▶ **Instructions for the task**
Scan the entries for the word "flower". Every line that has it should be copied.

(Natural-language object grounding data)
+ + +

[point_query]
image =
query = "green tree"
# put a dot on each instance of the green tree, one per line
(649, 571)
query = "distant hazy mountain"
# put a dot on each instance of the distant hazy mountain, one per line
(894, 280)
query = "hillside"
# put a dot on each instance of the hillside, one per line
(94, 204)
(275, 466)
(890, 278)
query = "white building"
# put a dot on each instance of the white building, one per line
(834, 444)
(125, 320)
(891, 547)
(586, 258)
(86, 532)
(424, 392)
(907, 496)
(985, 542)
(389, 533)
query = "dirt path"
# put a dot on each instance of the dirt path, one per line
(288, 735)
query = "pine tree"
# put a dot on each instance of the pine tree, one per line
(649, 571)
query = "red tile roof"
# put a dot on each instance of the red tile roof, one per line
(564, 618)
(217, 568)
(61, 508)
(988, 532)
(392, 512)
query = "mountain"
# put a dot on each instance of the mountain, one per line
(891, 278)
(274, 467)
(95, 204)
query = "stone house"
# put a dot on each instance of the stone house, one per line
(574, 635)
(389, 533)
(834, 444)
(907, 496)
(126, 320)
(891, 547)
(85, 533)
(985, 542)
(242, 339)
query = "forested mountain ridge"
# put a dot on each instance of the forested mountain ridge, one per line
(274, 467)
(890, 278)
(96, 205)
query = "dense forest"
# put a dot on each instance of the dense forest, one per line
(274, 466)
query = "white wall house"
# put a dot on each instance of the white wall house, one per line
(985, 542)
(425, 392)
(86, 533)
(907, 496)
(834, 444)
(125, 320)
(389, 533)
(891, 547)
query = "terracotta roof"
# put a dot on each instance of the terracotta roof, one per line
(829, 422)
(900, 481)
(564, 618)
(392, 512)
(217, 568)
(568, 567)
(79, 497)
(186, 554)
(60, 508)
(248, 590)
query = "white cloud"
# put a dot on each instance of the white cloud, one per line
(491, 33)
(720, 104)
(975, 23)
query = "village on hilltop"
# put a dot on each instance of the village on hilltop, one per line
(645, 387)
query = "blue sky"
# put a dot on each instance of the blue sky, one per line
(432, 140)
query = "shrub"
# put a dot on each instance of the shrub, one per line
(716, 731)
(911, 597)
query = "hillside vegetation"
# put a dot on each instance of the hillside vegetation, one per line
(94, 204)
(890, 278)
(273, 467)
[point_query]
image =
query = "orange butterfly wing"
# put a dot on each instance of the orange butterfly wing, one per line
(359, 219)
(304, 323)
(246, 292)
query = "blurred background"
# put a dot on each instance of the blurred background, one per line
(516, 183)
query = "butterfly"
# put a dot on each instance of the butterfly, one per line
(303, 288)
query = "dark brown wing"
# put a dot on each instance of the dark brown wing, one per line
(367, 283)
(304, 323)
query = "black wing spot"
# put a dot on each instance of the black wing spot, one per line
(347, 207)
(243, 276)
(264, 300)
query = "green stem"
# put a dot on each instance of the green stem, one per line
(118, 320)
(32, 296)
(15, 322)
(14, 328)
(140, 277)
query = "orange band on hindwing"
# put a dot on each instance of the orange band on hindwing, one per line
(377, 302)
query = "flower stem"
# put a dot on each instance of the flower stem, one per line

+ + +

▶ **Answer section**
query = "flower stem"
# put a dot on each instance of the flower stem, one per line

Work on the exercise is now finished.